**Job**:
Without including the pictures, copy out every line below.

**Excerpted records**:
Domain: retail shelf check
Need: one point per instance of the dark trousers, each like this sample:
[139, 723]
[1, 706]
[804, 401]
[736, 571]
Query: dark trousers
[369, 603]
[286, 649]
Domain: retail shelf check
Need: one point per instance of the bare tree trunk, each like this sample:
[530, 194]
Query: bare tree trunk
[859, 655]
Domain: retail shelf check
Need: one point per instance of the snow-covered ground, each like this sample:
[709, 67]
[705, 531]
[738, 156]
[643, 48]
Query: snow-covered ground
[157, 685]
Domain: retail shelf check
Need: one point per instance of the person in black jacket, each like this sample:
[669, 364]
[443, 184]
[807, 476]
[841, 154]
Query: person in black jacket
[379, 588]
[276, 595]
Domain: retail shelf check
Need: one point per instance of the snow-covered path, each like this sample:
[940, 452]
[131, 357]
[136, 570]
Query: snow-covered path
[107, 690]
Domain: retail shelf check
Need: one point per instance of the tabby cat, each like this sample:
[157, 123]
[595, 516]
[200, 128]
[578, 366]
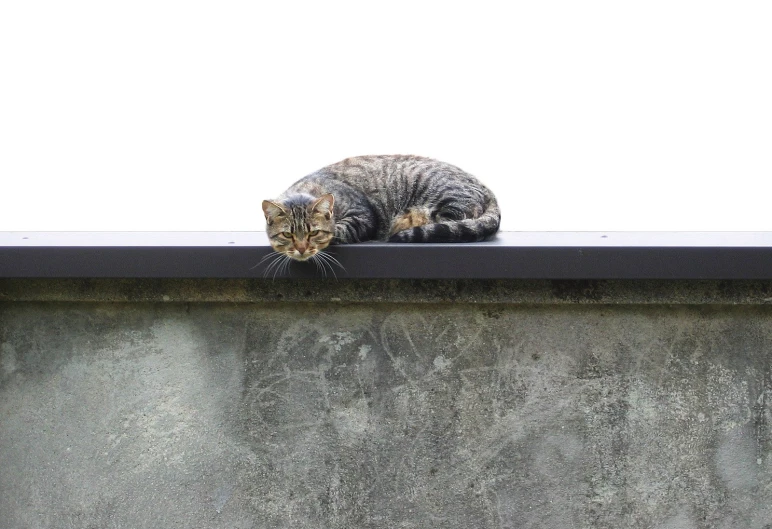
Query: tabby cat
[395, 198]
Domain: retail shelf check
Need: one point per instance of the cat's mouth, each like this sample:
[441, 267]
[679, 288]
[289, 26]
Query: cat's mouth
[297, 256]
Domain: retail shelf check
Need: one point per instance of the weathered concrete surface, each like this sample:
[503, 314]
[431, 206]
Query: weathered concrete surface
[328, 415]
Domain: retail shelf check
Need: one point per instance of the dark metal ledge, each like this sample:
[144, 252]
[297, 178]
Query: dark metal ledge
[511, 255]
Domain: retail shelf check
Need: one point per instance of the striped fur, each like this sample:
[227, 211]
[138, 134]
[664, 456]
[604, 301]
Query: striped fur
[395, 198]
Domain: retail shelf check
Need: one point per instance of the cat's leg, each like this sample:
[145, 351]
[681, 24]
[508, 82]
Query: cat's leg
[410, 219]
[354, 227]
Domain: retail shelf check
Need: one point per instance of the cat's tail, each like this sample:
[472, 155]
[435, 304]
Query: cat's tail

**Answer to the exercise**:
Domain: retail shelf check
Need: one point per instance of the dark trousers, each like this sample:
[139, 723]
[1, 706]
[804, 401]
[736, 571]
Query: dark trousers
[369, 603]
[286, 649]
Domain: retail shelf check
Need: one point per instance of the bare tree trunk, each like this sample:
[530, 194]
Query: bare tree trunk
[859, 655]
Domain: retail shelf check
Need: one point per instance of the snow-covered ground, each like this sample:
[709, 67]
[705, 531]
[738, 156]
[643, 48]
Query: snow-covered ground
[157, 685]
Domain: retail shelf check
Need: one point per instance of the person in black jacket, each like this sample:
[669, 364]
[443, 184]
[807, 476]
[841, 154]
Query: person in black jacket
[379, 588]
[276, 595]
Domain: retail shelf check
Need: one point per instance of the snow-covered path, each like this sample:
[940, 452]
[131, 357]
[136, 570]
Query: snow-covered path
[107, 690]
Domain: retail shelf check
Need: one point per instance of the tabby cat, each like this sample:
[157, 123]
[595, 516]
[200, 128]
[578, 366]
Query: tabby cat
[395, 198]
Domain: retail shelf check
Need: one point per instance of the cat's mouth, each like this sample:
[441, 267]
[679, 288]
[289, 26]
Query: cat's mouth
[297, 256]
Domain: retail shelf check
Need: one point per instance of the weathered concrete surface, each like this sample:
[503, 314]
[431, 206]
Query: weathered concrete surface
[328, 415]
Domain: retail shelf check
Need: one point per instance of the dark metal ledge, each like this sample:
[144, 252]
[297, 178]
Query: dark metal ledge
[511, 255]
Domain: retail shelf check
Need: one point per instance of the striped fur, each like this sample:
[227, 211]
[138, 134]
[664, 456]
[604, 301]
Query: striped fur
[395, 198]
Domain: retail shelf check
Need: one point per instance of the cat's leg, each like this sample:
[145, 351]
[681, 24]
[508, 82]
Query: cat's leg
[410, 219]
[354, 227]
Domain: retail shelf check
Need: one point per instance of the cat's tail, each like this sample:
[472, 155]
[435, 304]
Query: cat's tail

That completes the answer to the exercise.